* _Task instructions_
Your task is to transcribe the data in full.

-- start Records for processing --

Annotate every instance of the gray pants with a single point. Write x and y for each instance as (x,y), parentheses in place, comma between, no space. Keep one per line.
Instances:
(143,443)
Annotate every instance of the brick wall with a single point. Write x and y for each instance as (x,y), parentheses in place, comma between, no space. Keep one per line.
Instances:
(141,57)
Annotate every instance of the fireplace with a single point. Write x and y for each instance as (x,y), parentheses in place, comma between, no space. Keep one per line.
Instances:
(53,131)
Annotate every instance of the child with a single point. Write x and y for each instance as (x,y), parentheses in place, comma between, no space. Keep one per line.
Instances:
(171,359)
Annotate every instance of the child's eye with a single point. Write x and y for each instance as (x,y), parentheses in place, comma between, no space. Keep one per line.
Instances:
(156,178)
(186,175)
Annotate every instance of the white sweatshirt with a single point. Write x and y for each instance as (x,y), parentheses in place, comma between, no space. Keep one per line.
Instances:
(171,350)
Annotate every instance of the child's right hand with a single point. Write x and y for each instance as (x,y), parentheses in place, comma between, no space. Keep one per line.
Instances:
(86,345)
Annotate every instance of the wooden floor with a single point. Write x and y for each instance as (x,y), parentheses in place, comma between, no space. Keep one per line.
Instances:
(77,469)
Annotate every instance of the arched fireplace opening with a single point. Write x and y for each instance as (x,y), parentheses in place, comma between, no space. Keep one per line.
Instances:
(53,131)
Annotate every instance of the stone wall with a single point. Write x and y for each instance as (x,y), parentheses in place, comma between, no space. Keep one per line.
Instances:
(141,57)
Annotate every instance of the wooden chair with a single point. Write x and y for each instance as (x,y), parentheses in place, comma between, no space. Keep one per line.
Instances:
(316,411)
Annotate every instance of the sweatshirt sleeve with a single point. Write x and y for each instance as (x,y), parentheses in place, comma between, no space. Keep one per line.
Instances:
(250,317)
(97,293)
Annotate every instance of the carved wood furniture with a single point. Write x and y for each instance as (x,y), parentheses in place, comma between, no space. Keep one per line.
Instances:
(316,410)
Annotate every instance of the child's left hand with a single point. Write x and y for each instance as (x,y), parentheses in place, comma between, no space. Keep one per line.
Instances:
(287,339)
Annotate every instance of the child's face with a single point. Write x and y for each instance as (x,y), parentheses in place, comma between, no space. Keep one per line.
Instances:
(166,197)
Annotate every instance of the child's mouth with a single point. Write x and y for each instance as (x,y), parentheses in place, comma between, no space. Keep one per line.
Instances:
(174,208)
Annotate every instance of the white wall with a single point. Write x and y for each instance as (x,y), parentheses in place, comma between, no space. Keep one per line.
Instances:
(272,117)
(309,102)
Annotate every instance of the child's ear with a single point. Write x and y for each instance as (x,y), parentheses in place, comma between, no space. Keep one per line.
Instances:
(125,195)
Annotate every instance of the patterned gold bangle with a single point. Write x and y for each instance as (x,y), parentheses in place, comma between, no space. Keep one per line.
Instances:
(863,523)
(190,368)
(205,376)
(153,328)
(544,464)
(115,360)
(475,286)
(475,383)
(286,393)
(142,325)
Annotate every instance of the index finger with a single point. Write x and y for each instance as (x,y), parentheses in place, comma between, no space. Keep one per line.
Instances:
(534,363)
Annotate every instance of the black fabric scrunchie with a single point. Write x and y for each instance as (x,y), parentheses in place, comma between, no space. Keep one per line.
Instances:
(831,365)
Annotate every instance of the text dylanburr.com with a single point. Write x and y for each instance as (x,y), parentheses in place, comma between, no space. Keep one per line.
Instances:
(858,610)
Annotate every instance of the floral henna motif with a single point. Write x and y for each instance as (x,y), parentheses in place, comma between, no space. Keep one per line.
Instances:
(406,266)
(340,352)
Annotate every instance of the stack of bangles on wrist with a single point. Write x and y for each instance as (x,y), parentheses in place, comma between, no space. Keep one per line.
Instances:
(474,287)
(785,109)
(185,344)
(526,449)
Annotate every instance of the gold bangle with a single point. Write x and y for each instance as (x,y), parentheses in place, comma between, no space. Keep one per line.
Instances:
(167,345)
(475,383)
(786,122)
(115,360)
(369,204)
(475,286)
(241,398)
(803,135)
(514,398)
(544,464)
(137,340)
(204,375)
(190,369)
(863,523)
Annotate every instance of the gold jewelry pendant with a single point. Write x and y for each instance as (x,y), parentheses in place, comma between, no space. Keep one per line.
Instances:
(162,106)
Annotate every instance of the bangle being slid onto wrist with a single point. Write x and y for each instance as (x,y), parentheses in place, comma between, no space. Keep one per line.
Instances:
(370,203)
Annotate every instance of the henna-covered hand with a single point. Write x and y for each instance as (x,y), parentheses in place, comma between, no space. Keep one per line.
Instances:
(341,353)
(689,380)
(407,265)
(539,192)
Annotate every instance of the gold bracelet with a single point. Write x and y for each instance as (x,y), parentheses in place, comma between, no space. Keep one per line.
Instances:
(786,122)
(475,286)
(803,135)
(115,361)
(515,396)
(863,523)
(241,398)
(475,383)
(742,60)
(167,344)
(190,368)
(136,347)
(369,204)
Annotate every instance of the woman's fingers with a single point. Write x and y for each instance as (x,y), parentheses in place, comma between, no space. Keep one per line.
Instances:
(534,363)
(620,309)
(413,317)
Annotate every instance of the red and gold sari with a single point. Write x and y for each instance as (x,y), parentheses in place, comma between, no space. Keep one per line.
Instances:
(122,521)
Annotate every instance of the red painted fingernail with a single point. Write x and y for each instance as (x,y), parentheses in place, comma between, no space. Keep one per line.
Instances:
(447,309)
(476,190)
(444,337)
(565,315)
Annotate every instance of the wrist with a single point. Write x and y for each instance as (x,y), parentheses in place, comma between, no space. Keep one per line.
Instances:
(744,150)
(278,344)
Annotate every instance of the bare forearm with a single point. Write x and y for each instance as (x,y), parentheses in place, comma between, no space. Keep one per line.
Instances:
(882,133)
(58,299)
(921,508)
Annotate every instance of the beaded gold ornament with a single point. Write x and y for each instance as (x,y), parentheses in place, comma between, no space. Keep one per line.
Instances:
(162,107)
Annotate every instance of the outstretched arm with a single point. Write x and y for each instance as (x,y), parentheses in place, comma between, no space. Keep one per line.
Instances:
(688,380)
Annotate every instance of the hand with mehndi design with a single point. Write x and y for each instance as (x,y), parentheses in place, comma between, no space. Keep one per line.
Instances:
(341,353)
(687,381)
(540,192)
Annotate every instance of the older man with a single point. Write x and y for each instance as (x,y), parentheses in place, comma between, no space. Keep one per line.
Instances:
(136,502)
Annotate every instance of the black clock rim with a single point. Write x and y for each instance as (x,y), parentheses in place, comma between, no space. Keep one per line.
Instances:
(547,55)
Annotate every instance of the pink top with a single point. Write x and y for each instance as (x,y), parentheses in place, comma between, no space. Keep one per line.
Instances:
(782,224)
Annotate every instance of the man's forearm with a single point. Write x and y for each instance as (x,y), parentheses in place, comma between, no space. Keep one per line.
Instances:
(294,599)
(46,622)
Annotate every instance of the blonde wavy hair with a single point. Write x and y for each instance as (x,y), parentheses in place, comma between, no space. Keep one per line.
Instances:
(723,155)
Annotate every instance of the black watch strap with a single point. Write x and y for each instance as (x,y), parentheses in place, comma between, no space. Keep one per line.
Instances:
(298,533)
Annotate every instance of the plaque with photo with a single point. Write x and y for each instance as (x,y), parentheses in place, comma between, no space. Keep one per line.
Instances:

-- end Records for processing --

* _Response_
Annotate every instance of the gray pants with a single point. Write x and y for each instance as (x,y), parentheses in place, comma between, no space. Keep one per line.
Instances:
(143,443)
Annotate every instance of the brick wall with a single point. Write x and y for each instance as (x,y), parentheses in place, comma between, no space. Keep one per line.
Instances:
(141,57)
Annotate every instance of the fireplace with a single point. Write x and y for each instance as (x,y), parentheses in place, comma between, no space. Keep one per line.
Instances:
(53,131)
Annotate every instance of the child with a single point. Write x and y for each instance as (x,y), parentheses in place, comma between, no space. Keep one per line.
Instances:
(171,359)
Annotate every instance of the child's eye with a single point. Write x and y for each instance as (x,y), parentheses in place, comma between, no space. Keep one per line.
Instances:
(156,178)
(186,175)
Annotate every instance of the white sweatshirt with a single point. Write x and y for each instance as (x,y), parentheses in place, comma between, no space. Keep one per line.
Instances:
(171,350)
Annotate every instance of the child's right hand with a single point. Write x and y for each instance as (x,y), parentheses in place, comma between, no space. Keep one per line.
Instances:
(86,345)
Annotate every instance of the wooden floor with a single point. Write x and y for each instance as (x,y), parentheses in place, comma between, no space. Keep one per line.
Instances:
(77,469)
Annotate every instance of the arched fireplace opening with a single point. Write x and y for each instance as (x,y), parentheses in place, comma between, no space. Keep one per line.
Instances:
(53,131)
Annotate every instance of the stone wall with a single point. Write x and y for each instance as (x,y), parentheses in place, comma between, no space. Keep one per line.
Instances:
(141,57)
Annotate every instance of the wooden chair with a single point. Write x and y for each instance as (x,y), parentheses in place, comma between, no space. Keep one per line.
Instances:
(316,411)
Annotate every instance of the sweatshirt sleeve with a single point. Write x and y for each instance as (x,y), parentheses in place, comma between, no space. Keep one per line.
Instances:
(250,317)
(97,293)
Annotate every instance of the carved wood furniture with a single point. Write x and y for each instance as (x,y), parentheses in place, comma between, no space. Keep one per line.
Instances:
(316,410)
Annotate every instance of the child's left hand with a single point. Write x and y for each instance as (x,y), parentheses in place, comma between, no space. Keep one per line.
Instances:
(287,339)
Annotate every instance of the child's face with a single point. Write x and y for each instance as (x,y), parentheses in place, comma between, no space. Keep one per line.
Instances:
(166,197)
Annotate every instance of the child's mouth with a single point. Write x and y for each instance as (x,y), parentheses in place, comma between, no space. Keep one per line.
Instances:
(174,208)
Annotate every instance of the white wall with a single point. Write x and y for each instance as (x,y), parentheses in place, comma between, no space. Keep one per line.
Instances:
(272,117)
(309,102)
Annotate every instance of the child's ear with a single point. Write x and y for each instance as (x,y), parentheses in place, comma between, no space. Keep one per line.
Instances:
(125,195)
Annotate every instance of the patterned gold bangle with a single point. Write x and y for each instance as (x,y), parentheses in place, comma between, no space. Keep one per line.
Instances:
(863,523)
(190,368)
(205,376)
(153,328)
(544,464)
(115,360)
(475,286)
(475,383)
(286,393)
(142,325)
Annotate every instance of the index finger with a single point. Write x and y for each instance as (x,y), parentheses in place, comma between, no space. Keep one per line.
Instances:
(534,363)
Annotate every instance of the black fabric scrunchie with a single point. Write x and y for each instance as (x,y), parentheses in place, comma between, no space. Keep one per line.
Instances:
(831,365)
Annotate every instance of the text dylanburr.com with a single point. Write x and y for each instance as (x,y), parentheses in place, comma between, no space. Keep one per line.
Instances:
(858,610)
Annotate every instance of the floral henna motif with a single point. Write x and y for each instance as (x,y), parentheses in place, comma between, no space. Keep one per line.
Instances:
(406,266)
(340,352)
Annotate every instance of the stack of bangles on wrist with a single point. Write x and y for each instance as (x,y), parentheses in place, comma between, no space. Keep one per line.
Instances:
(474,287)
(785,109)
(185,344)
(526,449)
Annotate every instance of the gold bangle with a single point. Write x and y for each instance as (x,y), parentheses in place, comma between, no space. Keep one per line.
Instances:
(167,345)
(475,383)
(786,122)
(115,360)
(369,204)
(475,286)
(241,398)
(803,135)
(514,398)
(544,464)
(137,340)
(204,375)
(190,369)
(863,523)
Annotate every instance of the gold jewelry pendant with a single point. Write x and y for each instance as (x,y), parentheses in place, comma between, no space. Keep one per line.
Instances:
(162,106)
Annotate every instance of the bangle being slid onto wrist with a single point. Write x and y for each instance as (x,y), parentheses in place, comma between, no space. Keep one per line.
Instances:
(370,203)
Annotate every instance of the henna-covered hand with a single point. Write x and y for each instance as (x,y), parentheses in place, comma between, no space. Keep one per line.
Instances:
(341,353)
(689,380)
(407,265)
(539,192)
Annotate every instance of the gold bracelet with a single point. Write x and y for each instance as (x,y), parentheses in place, comma between, no space. Keep one per line.
Instances:
(786,122)
(475,286)
(803,135)
(115,361)
(515,396)
(863,523)
(241,398)
(475,383)
(742,60)
(167,344)
(190,368)
(136,347)
(369,204)
Annotate every instance of the woman's fingers with a single point. Write x and y for each instance as (x,y), parentheses in place, comma between, no space. Keep one per line.
Instances:
(534,363)
(620,309)
(413,317)
Annotate every instance of the red and gold sari with a single point. Write x and y for each instance as (x,y), parentheses in place, comma between, no space. Keep one per line.
Instances:
(122,521)
Annotate every instance of the red painted fingernail with a single point. Write x and y for each instance as (x,y), parentheses in place, comma between, no space. Keep one per line.
Instances:
(447,309)
(476,190)
(444,337)
(565,315)
Annotate every instance of the wrist with a single point. Write x and y for each instance as (x,y), parentheses in place, comma between, no space. Keep one per line.
Instances:
(744,150)
(278,344)
Annotate every instance of the bare forearm with a single point. Write x and y for each instance as (x,y), parentheses in place, comma between, no space. Keep one per line.
Instances:
(882,133)
(58,299)
(921,508)
Annotate every instance of the beaded gold ornament with a single point. Write x and y for each instance as (x,y), parentheses in place, comma between, no space. Keep one per line.
Instances:
(162,107)
Annotate every instance of the outstretched arm with a single point. Write x and y for each instance as (x,y), parentheses in place, comma between, no space. Keep one per line.
Instances:
(688,380)
Annotate every instance of the hand with mehndi design with a single point. Write x and y for each instance as (x,y), parentheses in place, comma between, no space. Keep one per line.
Instances:
(341,353)
(687,381)
(540,192)
Annotate every instance of the older man with a single point. Write x and y for each instance as (x,y), parentheses in place, comma between, no space. Keep one per line.
Instances:
(136,502)
Annotate every instance of the black clock rim with a single point. Write x and y for each instance as (x,y), parentheses in place, comma between, no space. Keep one per line.
Instances:
(547,55)
Annotate every instance of the pink top with a single point. Write x and y for each instance as (x,y), parentheses in place, comma between, no space. Keep one per line.
Instances:
(782,224)
Annotate every instance of the man's forearm with a single point. Write x and y for each instance as (x,y), parentheses in place, comma between, no space. Keep one per line.
Instances:
(294,599)
(46,622)
Annotate every instance of the blonde wavy hair with a single point. Write x and y for each instance as (x,y), parentheses in place, comma between, no space. Keep one per line.
Instances:
(723,155)
Annotate every instance of the black watch strap with a single point. Write x and y for each instance as (x,y), parentheses in place, comma between, no space. Keep one per line.
Instances:
(298,533)
Annotate every instance of the plaque with photo with a single point. Write x and y for each instance as (x,y), parentheses in place, comma between, no space. Keep one per line.
Instances:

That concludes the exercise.